Working data:
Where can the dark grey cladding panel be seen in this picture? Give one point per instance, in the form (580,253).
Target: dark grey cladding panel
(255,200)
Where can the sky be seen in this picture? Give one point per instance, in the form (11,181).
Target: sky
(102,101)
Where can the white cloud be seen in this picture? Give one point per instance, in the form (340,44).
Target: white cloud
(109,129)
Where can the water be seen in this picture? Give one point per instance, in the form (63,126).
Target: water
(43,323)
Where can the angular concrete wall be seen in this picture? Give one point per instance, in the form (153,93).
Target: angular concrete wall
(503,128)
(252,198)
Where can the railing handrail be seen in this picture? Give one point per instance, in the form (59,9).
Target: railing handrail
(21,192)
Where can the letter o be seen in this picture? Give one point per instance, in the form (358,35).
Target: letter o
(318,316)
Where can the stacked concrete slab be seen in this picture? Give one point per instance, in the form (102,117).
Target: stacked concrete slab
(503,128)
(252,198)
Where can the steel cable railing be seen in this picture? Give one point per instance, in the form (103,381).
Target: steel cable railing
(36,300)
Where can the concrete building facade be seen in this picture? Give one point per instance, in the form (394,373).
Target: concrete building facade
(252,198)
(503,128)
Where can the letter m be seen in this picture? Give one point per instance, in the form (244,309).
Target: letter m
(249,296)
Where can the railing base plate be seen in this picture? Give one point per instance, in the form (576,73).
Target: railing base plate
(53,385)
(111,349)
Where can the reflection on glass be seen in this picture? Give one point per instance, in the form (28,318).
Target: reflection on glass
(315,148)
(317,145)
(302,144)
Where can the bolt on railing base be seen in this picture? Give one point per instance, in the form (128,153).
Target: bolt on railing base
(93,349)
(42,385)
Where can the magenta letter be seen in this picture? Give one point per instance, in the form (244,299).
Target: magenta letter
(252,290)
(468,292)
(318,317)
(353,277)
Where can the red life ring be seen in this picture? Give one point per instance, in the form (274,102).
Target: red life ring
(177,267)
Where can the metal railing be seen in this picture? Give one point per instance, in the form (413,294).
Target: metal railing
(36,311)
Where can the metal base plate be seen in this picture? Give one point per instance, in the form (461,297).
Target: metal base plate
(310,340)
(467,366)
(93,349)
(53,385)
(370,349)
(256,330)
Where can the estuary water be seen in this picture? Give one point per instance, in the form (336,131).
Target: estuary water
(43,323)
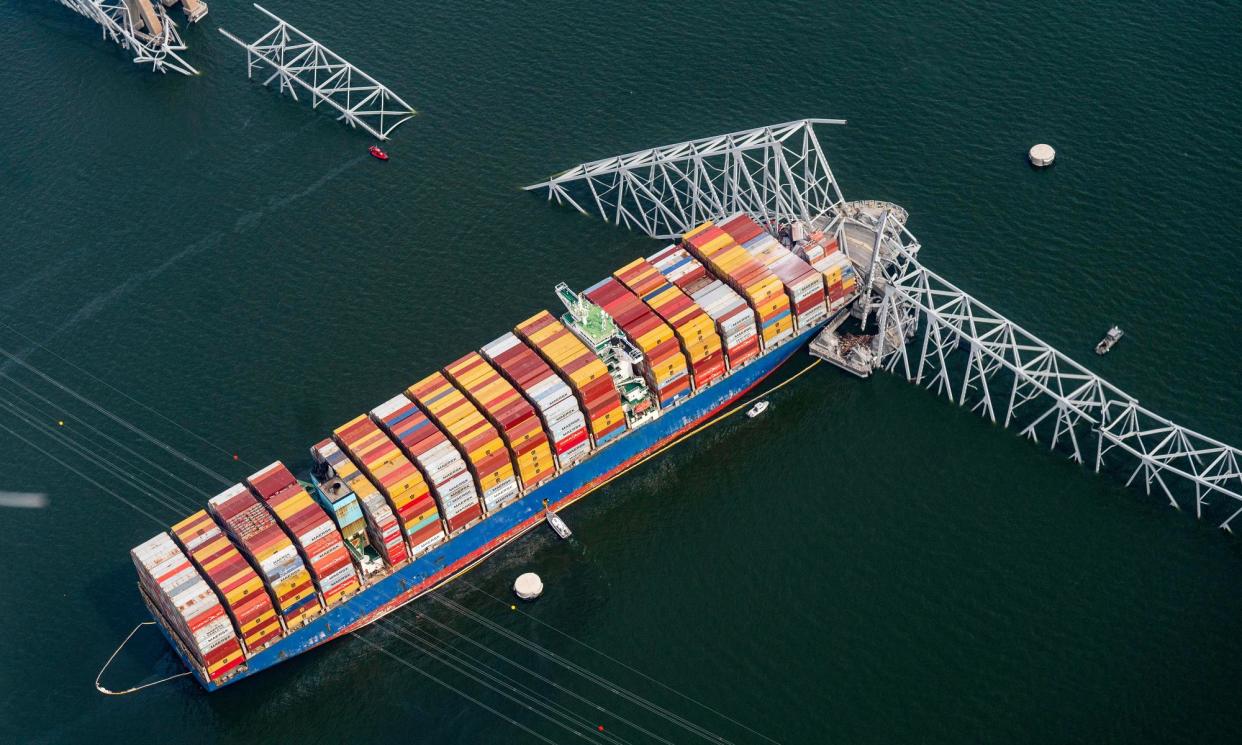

Task brief:
Only the text of the listing above is copied, exactly as written; its pictures are dropped.

Answer to the problem:
Where can the dark grey cladding panel be seen in this picture? Give one point per instance, in the form (580,253).
Target: dark grey cladding panel
(255,200)
Where can the sky be seen in this picture? Give one point per instance, in the form (11,181).
Target: sky
(102,101)
Where can the white cloud be seen in this picture? Give one point per instance, in the form (340,44).
Target: white cloud
(109,129)
Where can the water be seen in this picture? Give one point per instance, in the form (63,126).
Target: water
(43,323)
Where can the angular concrete wall be seen in this picture? Give one point per instance, in the form (153,93).
Target: angular concrete wall
(503,128)
(252,198)
Where can the railing handrail be seen in this picture? Give one point per instance, in the form (59,9).
Target: railing handrail
(21,192)
Where can the letter o be seen in this picture? Give one point per instance, in the form (358,35).
Target: letter o
(318,316)
Where can the stacked concrete slab be seen in this picture? Give one point per instance, in the form (102,117).
Target: stacked concrete slab
(503,128)
(252,198)
Where can the steel cable railing be seen in this picture? Give one point per instance, in the form (103,381).
Target: steel cable railing
(36,300)
Where can the concrete building facade be seen in this picture? Give one point per instance, in the form (394,373).
Target: concrete building facade
(252,198)
(503,128)
Where can the letter m be seen in this picture? Give one point per instance, in the form (244,309).
Target: letter m
(249,296)
Where can the railing base plate be seen in this picture? Give one point per instance, in the form (576,73).
Target: railing base plate
(53,385)
(111,349)
Where can the reflection on glass be seen in this picture? Give one point per instance, in the form (28,318).
Target: reflection on glass
(315,148)
(317,145)
(302,144)
Where can the bolt on railing base be seen in this picture? Give one point per instance, in the form (128,153).
Target: bolt on railing base
(93,349)
(42,385)
Where can the magenta letter be seen in this picture? Give one point per instance, in the form (244,299).
Target: magenta letter
(252,290)
(468,292)
(318,317)
(353,277)
Where can the red life ring be seen in this picture? Give one point per instance, in the form (274,102).
Target: red life ring
(177,267)
Where can the metal railing be seen in this picture? Give one point per instance, in the form (413,294).
Target: metal railing
(36,311)
Where can the metal base plate be seen in this picture? Give one point per instance, in the form (461,297).
Target: metal base plate
(310,340)
(467,366)
(93,349)
(53,385)
(370,349)
(256,330)
Where can the estuary water be seen in this picture? Give one point per instance, in the form (336,131).
Target: estuary water
(43,323)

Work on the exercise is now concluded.